Life with the Cancer Gene

Living with the cancer gene affects your life in countless ways, but early testing can help manage the risk.

Living with the cancer gene affects your life in countless ways, but early testing can help manage the risk. 

Inheriting a faulty BRCA1 or BRCA2 gene is life altering, even if you don’t develop cancer. With these genes, the risk of developing breast, prostate, and ovarian cancers increase significantly. This increases the need for preventative treatments. 

If just one of your parents has it, there is a 50% chance it has been passed onto you. According to the National Cancer Institute, 72% of women who inherit the mutated BRCA1 gene and 69% of women who inherit a harmful BRCA2 gene will develop breast cancer before the age of 80. These chances impact the lives of those who have inherited the gene, whether they have developed cancer yet or not. 

The faulty genes in question are the ones that actively fight against cancerous cells from forming, through correcting DNA damage that occurs naturally as cells divide. Without these healthy genes, cells can begin to grow at an abnormal rate, making this the most common cause of hereditary breast cancer. 

This leaves people who may have inherited the gene with some important decisions, starting from whether to be tested for the gene, to choosing to go through major preventative treatments. 

The first and arguably the biggest hurdle, is asking to be tested. The NHS only tests those who present strong evidence of having the gene in their family history; this can include having a parent or sibling who are confirmed to have the gene, or a high volume of family members who have developed breast, ovarian, or prostate cancer at relatively young ages. 

If you are young, you can only do so much if your test comes back positive. You may be too young to undergo any of the surgery, which at this stage in medicine is unfortunately the entire removal of the breasts and ovaries, or prostate glands. These are all serious surgeries that require extensive recovery periods. The pressure of making such life-altering decisions can not be underestimated. 

The removal of the breasts is the biggest of the three surgeries, with it taking up to a few months to feel “back to normal”. A mastectomy can impact your mental health and body self esteem. Thankfully, the NHS do offer a reconstruction surgery but their abilities are limited.

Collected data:
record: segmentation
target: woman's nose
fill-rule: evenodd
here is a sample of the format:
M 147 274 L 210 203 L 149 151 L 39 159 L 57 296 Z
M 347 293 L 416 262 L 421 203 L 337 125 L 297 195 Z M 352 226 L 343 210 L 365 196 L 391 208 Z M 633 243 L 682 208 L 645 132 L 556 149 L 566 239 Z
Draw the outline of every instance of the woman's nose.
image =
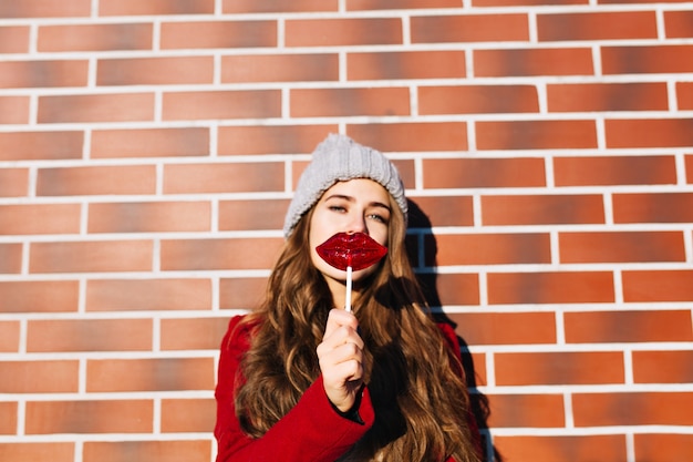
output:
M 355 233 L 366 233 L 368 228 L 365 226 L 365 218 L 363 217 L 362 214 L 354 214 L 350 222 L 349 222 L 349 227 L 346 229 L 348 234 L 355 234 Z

* * *

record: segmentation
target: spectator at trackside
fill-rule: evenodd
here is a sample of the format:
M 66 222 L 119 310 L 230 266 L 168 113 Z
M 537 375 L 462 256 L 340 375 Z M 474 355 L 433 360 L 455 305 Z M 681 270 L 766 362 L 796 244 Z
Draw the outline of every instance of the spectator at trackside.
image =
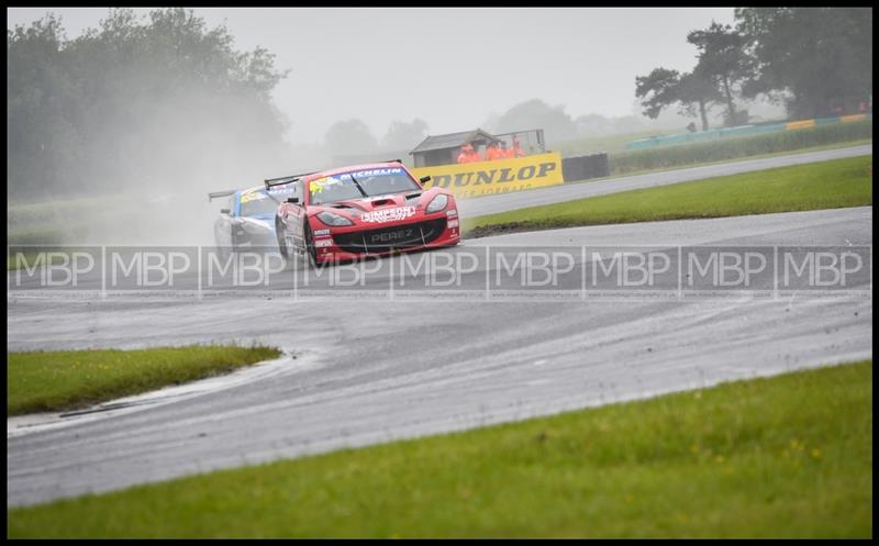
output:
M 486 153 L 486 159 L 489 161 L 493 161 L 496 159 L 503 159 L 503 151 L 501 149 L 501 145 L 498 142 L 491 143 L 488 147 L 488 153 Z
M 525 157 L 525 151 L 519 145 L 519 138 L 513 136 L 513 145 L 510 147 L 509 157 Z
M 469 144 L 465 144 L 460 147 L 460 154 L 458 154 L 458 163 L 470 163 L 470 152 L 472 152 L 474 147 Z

**THINGS TO DO**
1. Summarize the article on living with the cancer gene in two sentences.
2. Resume the article on living with the cancer gene, starting after its final sentence.

**ANSWER SECTION**
1. Inheriting a faulty BRCA1 or BRCA2 gene greatly raises the risk of breast, prostate, and ovarian cancers, and a person with one carrier parent has a 50% chance of having inherited it. Carriers face hard decisions, from getting tested, which the NHS offers only with strong family-history evidence, to major preventative surgery that removes the breasts and ovaries, or prostate glands, needs long recovery, and can affect mental health.

2.
Surgically removing the prostate gland also has negative impacts on the body; according to the NHS website, only 12% of men who had undergone the surgery within the last six months stated they could achieve an erection during intercourse. 

Being tested and finding out you can’t do anything about the ticking time bomb inside of you is an unnecessary mental toll. Yes, there are some benefits to knowing you have it, with the main one being you can keep a closer eye to signs of cancer developing. But if you can’t do anything for at least the next ten years, is it worth the constant worry? 

All of this tends to mean young people do not choose to get treatments, or tested, until a later stage in life. This doesn’t mean that there are no active precautions to take. For example, in regards to female contraception, GPs will limit the range of birth control for you, as contraception containing oestrogen has been linked to breast cancer in women. 

The whole process of deciding to be tested, and the steps after, can be mentally and physically exhausting. The drive to put your body and mind through the surgeries and mental stress is driven only by a survival instinct – to avoid cancer. 

Despite the difficulties in discovering the mutation in your genetic history, finding out you may have the gene before developing cancer is a lifeline. You have the opportunity to avoid everything cancer brings, from losing your hair, to death.